Sudanese citizens tell of unbearable hunger in RSF-besieged areas
Sudan has been at war since mid-April 2023, with thousands of people killed until now. / Photo: AP
3 hours ago

Hundreds of thousands of Sudanese civilians trapped in cities under paramilitary siege are struggling to survive, eating leaves with no aid allowed in more than two years into their country's war.

AFP spoke to people in three besieged cities still nominally under army control, but which are surrounded by paramilitary forces: North Darfur state capital El-Fasher, and South Kordofan's Kadugli and Dilling.

Here is what the survivors say:

"The bombing is constant, we spend most of our time in the shelter we dug in front of our house," said Omar Adam, who fled with his family the Abu Shouk displacement camp on the city's outskirts, which paramilitary fighters have overrun.

'Nothing left'

Since August, the paramilitary Rapid Support Forces (RSF) have intensified artillery and drone attacks, in a push to seize Darfur's last major city still under army control, which they have besieged for 18 months.
_ _ _ _
▸ **What is expected**
Please print everything in the report on hunger in besieged Sudanese cities from "AFP spoke to" down to "fighters have overrun.", with the wording unchanged. The rows have no connection to the report on hunger in besieged Sudanese cities.
_ _ _ _
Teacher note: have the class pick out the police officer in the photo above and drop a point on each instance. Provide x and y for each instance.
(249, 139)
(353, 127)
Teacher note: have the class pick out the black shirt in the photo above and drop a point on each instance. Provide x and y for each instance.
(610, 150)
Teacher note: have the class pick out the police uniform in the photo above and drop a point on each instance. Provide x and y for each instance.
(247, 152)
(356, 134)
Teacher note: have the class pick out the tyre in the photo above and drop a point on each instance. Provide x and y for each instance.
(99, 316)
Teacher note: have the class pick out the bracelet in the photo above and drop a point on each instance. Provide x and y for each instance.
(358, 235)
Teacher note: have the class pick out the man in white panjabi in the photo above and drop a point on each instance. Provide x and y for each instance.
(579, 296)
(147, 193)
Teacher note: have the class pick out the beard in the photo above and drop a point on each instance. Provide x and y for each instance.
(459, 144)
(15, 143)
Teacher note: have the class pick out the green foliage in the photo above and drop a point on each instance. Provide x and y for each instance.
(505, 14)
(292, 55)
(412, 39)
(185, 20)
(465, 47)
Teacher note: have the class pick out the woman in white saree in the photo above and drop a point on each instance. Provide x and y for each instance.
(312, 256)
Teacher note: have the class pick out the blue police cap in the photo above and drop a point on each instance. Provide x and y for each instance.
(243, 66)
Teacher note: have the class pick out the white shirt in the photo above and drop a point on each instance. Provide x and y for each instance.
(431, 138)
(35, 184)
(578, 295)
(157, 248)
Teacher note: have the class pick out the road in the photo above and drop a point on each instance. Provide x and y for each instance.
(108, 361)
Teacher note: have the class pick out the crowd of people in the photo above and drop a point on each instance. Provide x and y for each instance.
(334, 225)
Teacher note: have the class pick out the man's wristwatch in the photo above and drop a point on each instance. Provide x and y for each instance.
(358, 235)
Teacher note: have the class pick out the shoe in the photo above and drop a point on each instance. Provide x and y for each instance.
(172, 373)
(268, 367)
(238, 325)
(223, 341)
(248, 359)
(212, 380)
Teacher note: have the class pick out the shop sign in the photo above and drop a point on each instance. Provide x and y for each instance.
_ _ _ _
▸ **Task answer**
AFP spoke to people in three besieged cities still nominally under army control, but which are surrounded by paramilitary forces: North Darfur state capital El-Fasher, and South Kordofan's Kadugli and Dilling.

Here is what the survivors say:

"The bombing is constant, we spend most of our time in the shelter we dug in front of our house," said Omar Adam, who fled with his family the Abu Shouk displacement camp on the city's outskirts, which paramilitary fighters have overrun.